■ Task directions ■
Reproduce each line below precisely. Drop the pictures.

:: Exercise data

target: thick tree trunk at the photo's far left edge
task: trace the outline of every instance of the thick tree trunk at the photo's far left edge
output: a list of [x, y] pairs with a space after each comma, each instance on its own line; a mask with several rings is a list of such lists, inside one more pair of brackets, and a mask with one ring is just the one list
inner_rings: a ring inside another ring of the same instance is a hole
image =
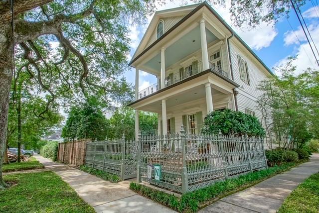
[[2, 179], [2, 163], [6, 149], [6, 130], [9, 106], [9, 92], [12, 80], [12, 45], [8, 26], [0, 25], [0, 189], [6, 185]]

::::

■ Output of the exercise ■
target: thick tree trunk at the photo's far left edge
task: trace the outline of every instance of the thick tree trunk at the photo's far left edge
output: a list of [x, y] pairs with a space after each comma, each instance on its own line; a mask with several rings is a list of such lists, inside one more pair of brackets, and a mask with one ring is just the one list
inner_rings: a ring inside another ring of the same instance is a hole
image =
[[2, 179], [2, 163], [6, 149], [6, 130], [9, 106], [9, 92], [12, 80], [12, 45], [8, 26], [0, 25], [0, 189], [6, 185]]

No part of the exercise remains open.